Stored data entries:
▬▬▬▬▬▬
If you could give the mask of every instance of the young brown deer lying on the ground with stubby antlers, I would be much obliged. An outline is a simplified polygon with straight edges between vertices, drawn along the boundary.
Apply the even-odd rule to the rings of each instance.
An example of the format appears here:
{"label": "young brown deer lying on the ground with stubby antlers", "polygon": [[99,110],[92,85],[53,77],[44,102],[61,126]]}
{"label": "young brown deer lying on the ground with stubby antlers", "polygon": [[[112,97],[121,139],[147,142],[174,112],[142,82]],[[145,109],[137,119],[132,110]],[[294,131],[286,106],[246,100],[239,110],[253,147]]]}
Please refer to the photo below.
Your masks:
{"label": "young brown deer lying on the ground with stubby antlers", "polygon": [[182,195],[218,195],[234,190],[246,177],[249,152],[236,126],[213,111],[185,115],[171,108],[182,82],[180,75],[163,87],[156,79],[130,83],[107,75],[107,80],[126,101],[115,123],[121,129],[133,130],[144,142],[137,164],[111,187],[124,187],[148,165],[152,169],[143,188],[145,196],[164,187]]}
▬▬▬▬▬▬
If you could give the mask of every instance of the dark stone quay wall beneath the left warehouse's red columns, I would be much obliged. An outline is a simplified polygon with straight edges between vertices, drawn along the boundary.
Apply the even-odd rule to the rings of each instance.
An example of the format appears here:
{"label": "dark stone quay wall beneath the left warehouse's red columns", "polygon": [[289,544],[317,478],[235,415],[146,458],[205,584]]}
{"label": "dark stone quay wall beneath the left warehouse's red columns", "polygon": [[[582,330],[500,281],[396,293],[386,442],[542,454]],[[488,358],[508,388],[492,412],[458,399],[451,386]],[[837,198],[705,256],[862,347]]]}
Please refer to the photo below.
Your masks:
▬▬▬▬▬▬
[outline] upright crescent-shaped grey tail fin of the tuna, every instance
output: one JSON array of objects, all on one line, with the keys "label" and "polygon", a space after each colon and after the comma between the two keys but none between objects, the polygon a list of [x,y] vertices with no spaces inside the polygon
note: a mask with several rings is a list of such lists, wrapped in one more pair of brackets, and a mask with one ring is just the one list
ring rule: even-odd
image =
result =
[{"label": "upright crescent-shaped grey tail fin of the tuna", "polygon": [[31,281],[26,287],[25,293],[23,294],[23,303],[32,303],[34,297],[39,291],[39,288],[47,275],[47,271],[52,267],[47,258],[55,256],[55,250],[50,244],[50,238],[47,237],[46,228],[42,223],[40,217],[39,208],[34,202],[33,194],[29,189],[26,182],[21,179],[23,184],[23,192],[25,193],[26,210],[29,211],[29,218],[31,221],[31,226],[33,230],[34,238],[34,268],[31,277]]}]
▬▬▬▬▬▬
Exercise directions>
Go over the data and return every line that includes the word "edges".

Task answer>
If you could give the mask of every instance of the young brown deer lying on the ground with stubby antlers, I would be much obliged. An outline is a simplified polygon with straight edges between vertices, drawn along the boundary.
If you could give the mask of every instance of the dark stone quay wall beneath the left warehouse's red columns, I would be much obliged. An outline is a simplified polygon with straight edges between vertices, drawn along the boundary.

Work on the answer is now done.